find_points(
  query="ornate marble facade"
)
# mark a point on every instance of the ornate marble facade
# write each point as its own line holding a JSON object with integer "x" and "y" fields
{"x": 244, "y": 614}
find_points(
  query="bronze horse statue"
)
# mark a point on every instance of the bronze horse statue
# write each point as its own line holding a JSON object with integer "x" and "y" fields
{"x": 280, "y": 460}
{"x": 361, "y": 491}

--

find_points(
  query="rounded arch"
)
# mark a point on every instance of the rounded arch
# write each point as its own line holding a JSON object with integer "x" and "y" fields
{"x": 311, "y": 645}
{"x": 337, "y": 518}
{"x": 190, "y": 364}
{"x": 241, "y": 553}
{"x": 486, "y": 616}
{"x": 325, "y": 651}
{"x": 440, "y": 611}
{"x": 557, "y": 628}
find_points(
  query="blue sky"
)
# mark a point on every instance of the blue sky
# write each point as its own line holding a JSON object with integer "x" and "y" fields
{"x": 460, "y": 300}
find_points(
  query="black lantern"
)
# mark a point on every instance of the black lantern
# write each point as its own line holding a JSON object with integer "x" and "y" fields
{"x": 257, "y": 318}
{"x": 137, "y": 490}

---

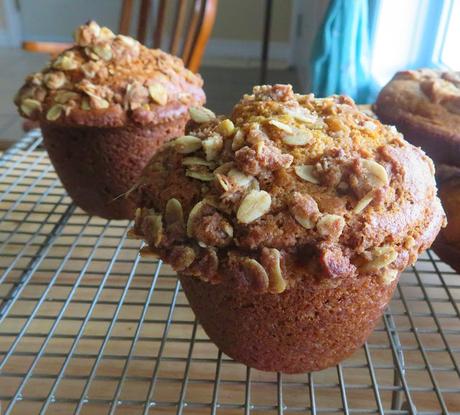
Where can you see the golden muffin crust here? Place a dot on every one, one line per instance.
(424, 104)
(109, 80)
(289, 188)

▶ _Task prompt_: Count how many lines in the data above contain the string "arch", treating case as significant. Reply with the number only.

▶ _Task output_: 2